• ABOUT THIS EXERCISE: The task calls for every entry to be printed word for word, without the images.
------ EXERCISE DATA ------
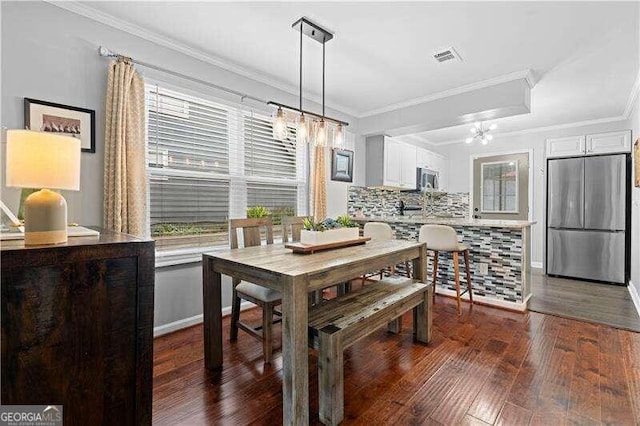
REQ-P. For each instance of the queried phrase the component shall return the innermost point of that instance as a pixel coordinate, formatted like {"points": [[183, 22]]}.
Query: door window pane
{"points": [[499, 187]]}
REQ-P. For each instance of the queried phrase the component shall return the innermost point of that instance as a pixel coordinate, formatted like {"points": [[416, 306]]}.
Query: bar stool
{"points": [[443, 238], [381, 231]]}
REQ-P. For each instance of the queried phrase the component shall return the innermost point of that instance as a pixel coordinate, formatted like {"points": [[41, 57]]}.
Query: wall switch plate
{"points": [[483, 269]]}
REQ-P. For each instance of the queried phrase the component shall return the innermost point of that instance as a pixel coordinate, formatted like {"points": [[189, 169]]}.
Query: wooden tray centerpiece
{"points": [[327, 234]]}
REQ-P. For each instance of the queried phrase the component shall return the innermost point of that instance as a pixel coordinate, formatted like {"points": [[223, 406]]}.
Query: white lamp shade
{"points": [[42, 160]]}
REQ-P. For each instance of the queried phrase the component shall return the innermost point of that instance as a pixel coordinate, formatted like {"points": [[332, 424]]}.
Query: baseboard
{"points": [[489, 301], [196, 319], [634, 296]]}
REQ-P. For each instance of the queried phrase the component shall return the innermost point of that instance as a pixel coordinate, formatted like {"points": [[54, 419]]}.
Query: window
{"points": [[208, 162], [499, 187]]}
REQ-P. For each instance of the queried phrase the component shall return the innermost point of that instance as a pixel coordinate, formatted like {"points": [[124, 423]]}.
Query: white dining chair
{"points": [[380, 231], [443, 238]]}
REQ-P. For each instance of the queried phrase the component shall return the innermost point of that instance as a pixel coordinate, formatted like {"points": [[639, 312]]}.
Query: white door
{"points": [[501, 187]]}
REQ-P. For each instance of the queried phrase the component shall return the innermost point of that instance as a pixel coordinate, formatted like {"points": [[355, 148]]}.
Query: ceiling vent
{"points": [[445, 55]]}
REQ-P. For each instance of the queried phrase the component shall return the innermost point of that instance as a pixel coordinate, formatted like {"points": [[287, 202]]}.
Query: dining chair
{"points": [[293, 225], [264, 297], [381, 231], [443, 238]]}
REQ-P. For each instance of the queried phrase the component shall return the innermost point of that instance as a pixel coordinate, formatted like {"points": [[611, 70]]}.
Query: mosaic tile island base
{"points": [[503, 246], [500, 250]]}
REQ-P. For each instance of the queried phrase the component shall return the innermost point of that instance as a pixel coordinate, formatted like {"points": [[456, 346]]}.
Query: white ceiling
{"points": [[583, 54]]}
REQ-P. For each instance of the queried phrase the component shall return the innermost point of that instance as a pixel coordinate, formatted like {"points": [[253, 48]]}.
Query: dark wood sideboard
{"points": [[77, 327]]}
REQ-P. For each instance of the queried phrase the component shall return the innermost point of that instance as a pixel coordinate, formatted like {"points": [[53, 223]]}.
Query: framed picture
{"points": [[342, 165], [63, 119], [636, 161]]}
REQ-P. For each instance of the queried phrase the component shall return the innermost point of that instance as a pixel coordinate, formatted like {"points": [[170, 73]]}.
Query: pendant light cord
{"points": [[300, 66], [323, 62]]}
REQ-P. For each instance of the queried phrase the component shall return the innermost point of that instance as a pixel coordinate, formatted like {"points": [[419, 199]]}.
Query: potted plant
{"points": [[329, 231], [257, 212]]}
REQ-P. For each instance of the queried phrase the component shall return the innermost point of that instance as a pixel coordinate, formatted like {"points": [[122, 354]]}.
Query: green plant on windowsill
{"points": [[256, 212]]}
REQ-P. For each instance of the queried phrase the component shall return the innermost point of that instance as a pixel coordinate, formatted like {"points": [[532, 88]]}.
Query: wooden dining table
{"points": [[295, 275]]}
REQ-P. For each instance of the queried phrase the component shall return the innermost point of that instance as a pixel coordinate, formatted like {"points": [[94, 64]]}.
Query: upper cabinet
{"points": [[390, 163], [602, 143], [565, 147], [605, 143], [408, 173], [435, 162]]}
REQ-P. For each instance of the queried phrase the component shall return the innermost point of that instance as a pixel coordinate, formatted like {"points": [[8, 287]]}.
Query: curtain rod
{"points": [[104, 52]]}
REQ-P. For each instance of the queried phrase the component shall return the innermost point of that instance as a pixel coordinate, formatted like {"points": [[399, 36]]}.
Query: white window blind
{"points": [[208, 162]]}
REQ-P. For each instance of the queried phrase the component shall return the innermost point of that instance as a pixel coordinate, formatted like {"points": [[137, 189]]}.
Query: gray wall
{"points": [[634, 124], [51, 54]]}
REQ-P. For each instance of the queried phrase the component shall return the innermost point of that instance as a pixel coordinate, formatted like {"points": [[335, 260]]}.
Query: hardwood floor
{"points": [[601, 303], [486, 367]]}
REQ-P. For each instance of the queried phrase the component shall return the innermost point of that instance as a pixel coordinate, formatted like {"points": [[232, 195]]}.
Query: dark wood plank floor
{"points": [[601, 303], [487, 367]]}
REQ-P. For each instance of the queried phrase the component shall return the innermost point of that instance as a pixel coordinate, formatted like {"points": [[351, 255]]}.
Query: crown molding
{"points": [[89, 12], [635, 90], [543, 129], [518, 75], [414, 139]]}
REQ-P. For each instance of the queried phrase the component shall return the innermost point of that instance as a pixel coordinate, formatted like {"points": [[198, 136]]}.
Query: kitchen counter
{"points": [[451, 221], [500, 256]]}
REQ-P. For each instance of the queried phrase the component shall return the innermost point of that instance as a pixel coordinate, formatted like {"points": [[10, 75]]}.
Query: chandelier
{"points": [[481, 133], [310, 127]]}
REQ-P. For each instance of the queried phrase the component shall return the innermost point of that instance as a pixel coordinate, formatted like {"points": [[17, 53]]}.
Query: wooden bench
{"points": [[338, 323]]}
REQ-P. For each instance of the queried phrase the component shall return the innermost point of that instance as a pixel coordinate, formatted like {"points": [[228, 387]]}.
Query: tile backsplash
{"points": [[378, 202]]}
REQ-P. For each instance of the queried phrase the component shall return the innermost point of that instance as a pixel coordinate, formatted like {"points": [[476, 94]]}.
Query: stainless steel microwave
{"points": [[427, 179]]}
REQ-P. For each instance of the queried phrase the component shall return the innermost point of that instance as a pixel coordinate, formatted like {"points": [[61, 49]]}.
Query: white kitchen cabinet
{"points": [[601, 143], [565, 147], [608, 143], [408, 166], [430, 160], [390, 163]]}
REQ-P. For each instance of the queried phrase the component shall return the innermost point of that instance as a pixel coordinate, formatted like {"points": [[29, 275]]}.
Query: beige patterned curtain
{"points": [[319, 189], [125, 183]]}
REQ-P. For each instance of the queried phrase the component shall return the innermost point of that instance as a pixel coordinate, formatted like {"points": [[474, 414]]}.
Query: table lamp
{"points": [[48, 161]]}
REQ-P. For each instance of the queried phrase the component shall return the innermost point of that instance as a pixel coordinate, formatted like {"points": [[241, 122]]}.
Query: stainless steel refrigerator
{"points": [[587, 202]]}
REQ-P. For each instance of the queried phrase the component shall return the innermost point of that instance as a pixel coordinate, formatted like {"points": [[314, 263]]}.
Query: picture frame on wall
{"points": [[342, 165], [636, 162], [65, 120]]}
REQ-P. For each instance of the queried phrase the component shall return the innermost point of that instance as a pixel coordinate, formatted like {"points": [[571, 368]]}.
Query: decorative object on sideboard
{"points": [[342, 165], [636, 160], [321, 130], [43, 160], [481, 133], [66, 120]]}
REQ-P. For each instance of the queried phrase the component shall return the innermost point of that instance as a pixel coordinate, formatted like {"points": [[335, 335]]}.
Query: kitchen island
------
• EXERCISE RESPONSE:
REQ-P. For each instance of the queried phrase the component shall return the innermost point of that instance as a pixel coordinate, formatted like {"points": [[183, 22]]}.
Query: door window pane
{"points": [[499, 187]]}
REQ-P. For each instance of the queried phrase the component shall return the innermost point of that instance as a pixel coordinate, formatted like {"points": [[416, 306]]}.
Query: bar stool
{"points": [[443, 238], [381, 231]]}
REQ-P. For each instance of the queried phrase the component shall return the innermost point of that instance as a pixel coordinate, formatted like {"points": [[41, 57]]}.
Query: wall switch plate
{"points": [[483, 269]]}
REQ-P. For each instance of the queried phrase the component shall return the innermost point of that instance as a pixel coordinate, formatted like {"points": [[189, 169]]}.
Query: wooden tray centerpiece
{"points": [[327, 234]]}
REQ-P. For each instance of the queried phrase the component shall return the innermost point of that instance as a pixel coordinate, formatted like {"points": [[223, 406]]}.
Query: white lamp shade
{"points": [[42, 160]]}
REQ-P. For each instance of the queried phrase the component shall return the innermost point of that instance as a pixel coordinate, formatted like {"points": [[332, 424]]}.
Query: baseboard
{"points": [[489, 301], [196, 319], [634, 296]]}
REQ-P. For each instance of the queried phrase the component shall return the innermost point of that instance as a pixel coordinate, formatted like {"points": [[54, 419]]}.
Query: window
{"points": [[208, 162], [499, 187]]}
REQ-P. For each instance of the queried phrase the component shall return the innermost point of that instance as a pixel coordinate, formatted like {"points": [[124, 423]]}.
Query: white dining chair
{"points": [[380, 231], [443, 238]]}
REQ-P. For each instance of the queried phrase the component shall return the innermost point of that instance as a pixel coordinate, formatted like {"points": [[639, 312]]}.
Query: white door
{"points": [[501, 187]]}
REQ-P. For each instance of the queried phrase the component shall return the innermost point of that instance as a pixel coordinate, formatted like {"points": [[355, 148]]}.
Query: ceiling vent
{"points": [[445, 55]]}
REQ-P. For each instance of the queried phrase the component shall return the innermost point of that instance as a pixel coordinate, formatted like {"points": [[287, 202]]}.
Query: dining chair
{"points": [[293, 225], [264, 297], [381, 231], [443, 238]]}
REQ-P. For each instance of the queried phrase the component shall return the innermost point of that instance as a pixel coordinate, formatted like {"points": [[611, 70]]}.
Query: mosaic tile island base
{"points": [[503, 246], [500, 250]]}
REQ-P. For each instance of the queried phrase the component shall return the innermost point of that instance as a pixel coordinate, formatted like {"points": [[456, 346]]}.
Query: white ceiling
{"points": [[583, 54]]}
REQ-P. For each instance of the queried phrase the component shall return the innermost point of that instance as a pixel coordinate, formatted like {"points": [[253, 48]]}.
Query: dark wood sideboard
{"points": [[77, 327]]}
REQ-P. For each instance of the queried phrase the component shall return the innermost point of that instance as a pixel coordinate, formatted like {"points": [[53, 223]]}.
Query: framed picture
{"points": [[342, 165], [63, 119], [636, 161]]}
REQ-P. For each instance of the queried phrase the component shall return the innermost point of that instance as a pixel coordinate, formatted like {"points": [[170, 73]]}.
Query: pendant light cord
{"points": [[300, 66], [323, 62]]}
REQ-P. For each instance of the queried phrase the component shall return the innermost point of that instance as a pixel coordinate, formatted like {"points": [[419, 199]]}.
Query: potted plant
{"points": [[329, 231], [257, 212]]}
REQ-P. For each instance of the queried phrase the component shall return the innermost point of that instance as a pixel coordinate, formatted like {"points": [[122, 354]]}.
Query: green plant on windowsill
{"points": [[256, 212]]}
REQ-P. For each instance of the queried phrase the component shall return the innermost point of that instance as a pixel coordinate, formatted like {"points": [[532, 88]]}.
Query: wooden dining table
{"points": [[295, 275]]}
REQ-P. For each instance of the queried phrase the component shall return the innermost point of that instance as a pixel coordinate, formatted like {"points": [[94, 64]]}.
Query: upper cabinet
{"points": [[390, 163], [602, 143], [565, 147], [605, 143], [408, 173], [435, 162]]}
REQ-P. For each instance of the queried phrase the component shall return the innermost point of that instance as a pixel coordinate, formatted like {"points": [[8, 287]]}.
Query: curtain rod
{"points": [[104, 52]]}
REQ-P. For each instance of the queried phrase the component shall return the innermost point of that instance as a pixel coordinate, formatted like {"points": [[399, 36]]}.
Query: white window blind
{"points": [[208, 162]]}
REQ-P. For each instance of the queried phrase the component shall return the innermost point of that instance as a pixel coordinate, formatted like {"points": [[137, 189]]}.
Query: gray wall
{"points": [[634, 124], [51, 54]]}
REQ-P. For each instance of the queried phrase the component shall return the innermost point of that instance as a pixel coordinate, formatted like {"points": [[335, 260]]}.
Query: hardwood floor
{"points": [[601, 303], [486, 367]]}
REQ-P. For each instance of the queried phrase the component shall return the innermost point of that instance as a pixel coordinate, formatted like {"points": [[232, 195]]}.
Query: dark wood plank floor
{"points": [[601, 303], [487, 367]]}
REQ-P. For each instance of the queried phrase the component shall return the innermost point of that instance as a pixel coordinate, formatted like {"points": [[351, 255]]}.
Query: crown molding
{"points": [[89, 12], [635, 90], [543, 129], [518, 75], [414, 139]]}
REQ-P. For each instance of the queried phrase the component shall return the innermost point of that instance as a pixel coordinate, formatted like {"points": [[198, 136]]}.
Query: kitchen counter
{"points": [[451, 221], [500, 256]]}
REQ-P. For each instance of the queried phrase the component shall return the innermost point of that instance as a pixel coordinate, formatted like {"points": [[10, 75]]}.
Query: chandelier
{"points": [[481, 133], [310, 127]]}
REQ-P. For each instance of the queried phrase the component shall return the innermost point of that instance as a pixel coordinate, formatted like {"points": [[17, 53]]}.
Query: wooden bench
{"points": [[338, 323]]}
REQ-P. For each instance of the queried phrase the component shall return the innermost point of that instance as a pixel coordinate, formatted like {"points": [[228, 387]]}.
Query: tile backsplash
{"points": [[378, 202]]}
REQ-P. For each instance of the queried phrase the component shall return the innermost point of that instance as a pixel coordinate, formatted like {"points": [[476, 94]]}.
Query: stainless steel microwave
{"points": [[427, 179]]}
REQ-P. For each instance of the queried phrase the component shall return the innermost point of that instance as a pixel coordinate, formatted like {"points": [[61, 49]]}.
Query: white kitchen cabinet
{"points": [[601, 143], [565, 147], [608, 143], [408, 166], [430, 160], [390, 163]]}
REQ-P. For each instance of the queried phrase the component shall return the innermost point of that instance as a pixel coordinate, formatted like {"points": [[29, 275]]}.
Query: beige patterned curtain
{"points": [[319, 189], [125, 183]]}
REQ-P. For each instance of the queried phrase the component shall return the innermost point of that instance as a pixel coordinate, formatted like {"points": [[474, 414]]}.
Query: table lamp
{"points": [[48, 161]]}
REQ-P. For each instance of the queried phrase the component shall return the innermost point of that instance as a pixel coordinate, formatted like {"points": [[241, 122]]}.
Query: stainless steel refrigerator
{"points": [[587, 202]]}
REQ-P. For each instance of the queried phrase the component shall return the innermost point of that instance as a pixel coordinate, formatted like {"points": [[314, 263]]}.
Query: picture frame on wall
{"points": [[342, 165], [636, 162], [65, 120]]}
REQ-P. For each instance of the queried phrase the component shall return the innermost point of that instance as a pixel coordinate, formatted like {"points": [[571, 368]]}.
Query: decorative object on sideboard
{"points": [[342, 165], [636, 160], [321, 130], [43, 160], [481, 133], [66, 120]]}
REQ-P. For each instance of the queried phrase the component shall return the innermost point of that instance as a pixel coordinate, formatted like {"points": [[335, 335]]}.
Query: kitchen island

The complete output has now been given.